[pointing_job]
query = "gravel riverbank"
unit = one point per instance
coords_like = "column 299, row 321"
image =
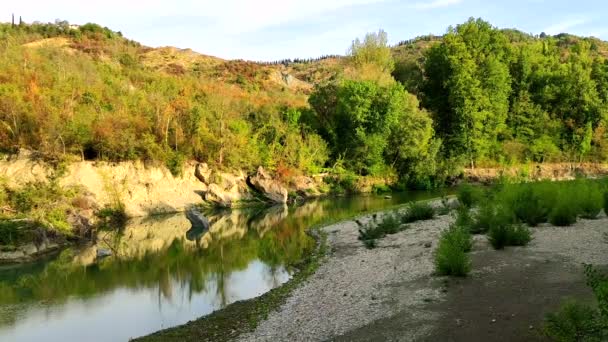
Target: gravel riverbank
column 390, row 292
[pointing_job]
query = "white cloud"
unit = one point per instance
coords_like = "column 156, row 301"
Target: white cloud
column 435, row 4
column 565, row 25
column 227, row 16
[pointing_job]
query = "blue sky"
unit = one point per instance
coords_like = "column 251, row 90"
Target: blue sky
column 275, row 29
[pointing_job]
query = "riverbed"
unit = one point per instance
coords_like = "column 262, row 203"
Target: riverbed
column 161, row 273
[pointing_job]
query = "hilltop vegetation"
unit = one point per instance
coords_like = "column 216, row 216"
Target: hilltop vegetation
column 416, row 112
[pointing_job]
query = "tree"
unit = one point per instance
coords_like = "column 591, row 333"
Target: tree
column 467, row 87
column 373, row 50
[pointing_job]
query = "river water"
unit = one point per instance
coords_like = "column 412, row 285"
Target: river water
column 162, row 273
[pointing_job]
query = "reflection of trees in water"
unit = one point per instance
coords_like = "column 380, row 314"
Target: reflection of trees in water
column 231, row 249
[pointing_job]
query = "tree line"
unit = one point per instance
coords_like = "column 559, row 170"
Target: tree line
column 477, row 96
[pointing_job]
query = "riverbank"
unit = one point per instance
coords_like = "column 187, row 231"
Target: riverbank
column 391, row 292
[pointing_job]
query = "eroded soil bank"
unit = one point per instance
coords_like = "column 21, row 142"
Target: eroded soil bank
column 391, row 293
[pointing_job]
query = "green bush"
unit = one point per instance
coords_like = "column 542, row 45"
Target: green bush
column 590, row 200
column 468, row 195
column 606, row 202
column 451, row 256
column 483, row 218
column 418, row 211
column 505, row 234
column 464, row 218
column 574, row 322
column 530, row 203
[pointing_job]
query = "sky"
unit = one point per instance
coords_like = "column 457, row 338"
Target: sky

· · · · · · ·

**REQUIREMENT:** Collect every line from the items above that contains the word "gravel" and copy each one in full. Case counts.

**FULL RESPONSE:**
query = "gravel riverbank"
Target: gravel riverbank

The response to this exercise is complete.